* **Problems**
1. In the passage on digital transformation projects, how much in damages did the local authority sue a software vendor for?
2. Please reproduce, word for word, the part of the passage on digital transformation projects that opens with the words containing "It culminated in" and closes with "arguably even higher.".

* **Page text**
Cost of the exercise blew out from an original $6 million to more than $1.2 billion, after the new system saw thousands of staff incorrectly paid, or not paid at all.
A second example of a failed digital transformative government initiative had a price tag of $1 billion, which included a not-so-smart smartcard ticketing system leaving taxpayers out of pocket to the tune of an additional $550 million.
And a third example, a local city council’s failed government systems project to replace an array of standalone solutions with a single integrated platform.
It culminated in the local authority suing a software vendor for $50 million in damages.
Today, ambitious digital transformation initiatives have become as ubiquitous as multi-million-dollar enterprise resources planning projects were, a decade or more ago.
The price tags are just as high – and the stakes are arguably even higher.
Australian consumers have become accustomed to completing a vast array of tasks online – from booking bi-annual parent-teacher interviews to buying pet food.
They’re increasingly demanding that organisations across all sectors offer them the convenience, security and speed of doing business digitally – and those which fail to respond are likely to find themselves tailing the competition.

* **Supplied data**
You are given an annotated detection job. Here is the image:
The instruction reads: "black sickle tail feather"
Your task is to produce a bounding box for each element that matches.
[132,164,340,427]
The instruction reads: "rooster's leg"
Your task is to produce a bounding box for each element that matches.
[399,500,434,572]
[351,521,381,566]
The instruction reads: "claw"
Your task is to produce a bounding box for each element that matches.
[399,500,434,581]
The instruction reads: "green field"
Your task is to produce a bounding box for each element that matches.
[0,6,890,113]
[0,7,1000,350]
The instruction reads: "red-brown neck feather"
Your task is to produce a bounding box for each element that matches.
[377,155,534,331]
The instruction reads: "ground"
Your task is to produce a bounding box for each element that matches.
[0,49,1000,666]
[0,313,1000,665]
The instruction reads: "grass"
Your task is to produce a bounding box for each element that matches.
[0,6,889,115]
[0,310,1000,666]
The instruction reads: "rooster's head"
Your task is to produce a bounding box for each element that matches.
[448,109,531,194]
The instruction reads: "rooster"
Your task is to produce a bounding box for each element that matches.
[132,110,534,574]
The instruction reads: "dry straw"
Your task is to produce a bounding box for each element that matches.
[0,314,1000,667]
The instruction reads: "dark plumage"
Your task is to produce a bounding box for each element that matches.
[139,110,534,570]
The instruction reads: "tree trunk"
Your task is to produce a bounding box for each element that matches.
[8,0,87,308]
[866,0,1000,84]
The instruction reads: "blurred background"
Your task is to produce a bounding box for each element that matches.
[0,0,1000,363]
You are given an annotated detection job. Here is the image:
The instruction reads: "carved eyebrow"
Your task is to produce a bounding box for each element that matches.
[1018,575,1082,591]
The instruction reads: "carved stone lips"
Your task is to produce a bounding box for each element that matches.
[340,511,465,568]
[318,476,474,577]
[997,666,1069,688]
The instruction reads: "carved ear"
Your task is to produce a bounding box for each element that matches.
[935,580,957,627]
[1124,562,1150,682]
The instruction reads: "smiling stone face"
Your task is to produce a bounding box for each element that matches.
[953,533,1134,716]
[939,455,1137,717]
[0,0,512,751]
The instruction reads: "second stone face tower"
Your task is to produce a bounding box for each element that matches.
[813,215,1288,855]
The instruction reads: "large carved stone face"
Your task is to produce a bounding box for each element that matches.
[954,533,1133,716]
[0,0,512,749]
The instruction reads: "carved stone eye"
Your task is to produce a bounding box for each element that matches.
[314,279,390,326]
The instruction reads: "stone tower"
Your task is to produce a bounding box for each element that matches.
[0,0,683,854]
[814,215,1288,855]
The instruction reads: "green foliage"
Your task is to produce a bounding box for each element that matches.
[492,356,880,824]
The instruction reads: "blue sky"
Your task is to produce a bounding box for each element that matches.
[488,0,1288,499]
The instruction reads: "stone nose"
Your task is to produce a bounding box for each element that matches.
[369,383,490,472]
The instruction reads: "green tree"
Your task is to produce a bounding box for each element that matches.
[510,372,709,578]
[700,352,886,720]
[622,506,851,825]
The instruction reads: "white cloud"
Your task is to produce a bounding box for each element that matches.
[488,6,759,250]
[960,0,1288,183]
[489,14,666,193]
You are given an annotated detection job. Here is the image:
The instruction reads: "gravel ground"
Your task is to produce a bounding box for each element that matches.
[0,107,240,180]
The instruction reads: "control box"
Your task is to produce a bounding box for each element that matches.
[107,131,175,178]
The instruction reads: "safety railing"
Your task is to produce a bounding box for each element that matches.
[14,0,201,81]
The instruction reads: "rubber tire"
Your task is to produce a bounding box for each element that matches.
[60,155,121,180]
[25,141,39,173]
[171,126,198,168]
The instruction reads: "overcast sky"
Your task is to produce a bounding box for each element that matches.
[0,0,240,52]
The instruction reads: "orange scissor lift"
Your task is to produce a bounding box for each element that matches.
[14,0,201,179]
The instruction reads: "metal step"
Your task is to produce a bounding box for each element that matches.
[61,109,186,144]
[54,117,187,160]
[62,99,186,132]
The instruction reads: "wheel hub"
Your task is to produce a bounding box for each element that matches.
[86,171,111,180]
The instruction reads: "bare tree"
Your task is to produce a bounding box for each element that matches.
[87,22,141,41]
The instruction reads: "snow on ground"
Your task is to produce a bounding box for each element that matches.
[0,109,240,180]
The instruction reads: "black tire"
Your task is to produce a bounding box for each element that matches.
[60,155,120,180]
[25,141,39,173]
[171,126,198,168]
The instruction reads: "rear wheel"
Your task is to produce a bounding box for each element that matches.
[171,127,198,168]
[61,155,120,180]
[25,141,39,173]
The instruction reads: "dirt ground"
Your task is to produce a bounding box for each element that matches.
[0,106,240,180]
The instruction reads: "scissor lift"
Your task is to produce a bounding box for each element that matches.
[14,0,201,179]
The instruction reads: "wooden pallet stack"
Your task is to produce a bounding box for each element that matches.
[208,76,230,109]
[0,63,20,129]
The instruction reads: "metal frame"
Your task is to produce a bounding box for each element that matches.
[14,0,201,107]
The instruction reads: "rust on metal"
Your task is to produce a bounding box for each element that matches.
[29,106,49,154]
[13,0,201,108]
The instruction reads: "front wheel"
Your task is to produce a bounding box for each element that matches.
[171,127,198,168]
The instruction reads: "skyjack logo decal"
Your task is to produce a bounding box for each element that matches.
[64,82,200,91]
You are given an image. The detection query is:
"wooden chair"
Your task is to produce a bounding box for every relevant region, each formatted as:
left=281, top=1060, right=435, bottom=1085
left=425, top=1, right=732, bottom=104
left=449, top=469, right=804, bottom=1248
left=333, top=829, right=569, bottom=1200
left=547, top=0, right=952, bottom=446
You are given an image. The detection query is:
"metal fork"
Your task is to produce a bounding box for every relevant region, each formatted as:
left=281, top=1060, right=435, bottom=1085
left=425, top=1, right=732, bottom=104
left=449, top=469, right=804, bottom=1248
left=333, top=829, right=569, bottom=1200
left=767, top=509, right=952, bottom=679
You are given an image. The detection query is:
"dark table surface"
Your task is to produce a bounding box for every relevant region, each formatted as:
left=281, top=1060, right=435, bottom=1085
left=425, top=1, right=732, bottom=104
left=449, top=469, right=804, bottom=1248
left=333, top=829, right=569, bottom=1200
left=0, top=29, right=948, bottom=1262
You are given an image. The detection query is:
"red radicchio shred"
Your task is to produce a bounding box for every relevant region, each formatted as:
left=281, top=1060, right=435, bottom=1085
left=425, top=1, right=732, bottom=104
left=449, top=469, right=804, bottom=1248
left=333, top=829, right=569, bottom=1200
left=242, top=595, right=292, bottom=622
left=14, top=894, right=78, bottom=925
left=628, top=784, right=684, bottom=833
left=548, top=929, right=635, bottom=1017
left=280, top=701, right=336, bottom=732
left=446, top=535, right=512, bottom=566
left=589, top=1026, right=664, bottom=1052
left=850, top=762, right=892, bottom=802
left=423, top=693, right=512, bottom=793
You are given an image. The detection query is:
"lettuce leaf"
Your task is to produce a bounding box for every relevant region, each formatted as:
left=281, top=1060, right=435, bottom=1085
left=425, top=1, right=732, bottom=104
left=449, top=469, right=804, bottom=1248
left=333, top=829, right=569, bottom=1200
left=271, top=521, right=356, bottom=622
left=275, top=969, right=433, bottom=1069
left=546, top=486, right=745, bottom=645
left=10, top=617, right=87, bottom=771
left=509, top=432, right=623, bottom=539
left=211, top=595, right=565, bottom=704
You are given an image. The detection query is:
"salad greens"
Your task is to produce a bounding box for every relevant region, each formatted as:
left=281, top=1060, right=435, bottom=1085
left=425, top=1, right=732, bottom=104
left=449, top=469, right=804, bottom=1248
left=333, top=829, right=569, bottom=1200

* **Outputs by task**
1. $50 million

2.
It culminated in the local authority suing a software vendor for $50 million in damages.
Today, ambitious digital transformation initiatives have become as ubiquitous as multi-million-dollar enterprise resources planning projects were, a decade or more ago.
The price tags are just as high – and the stakes are arguably even higher.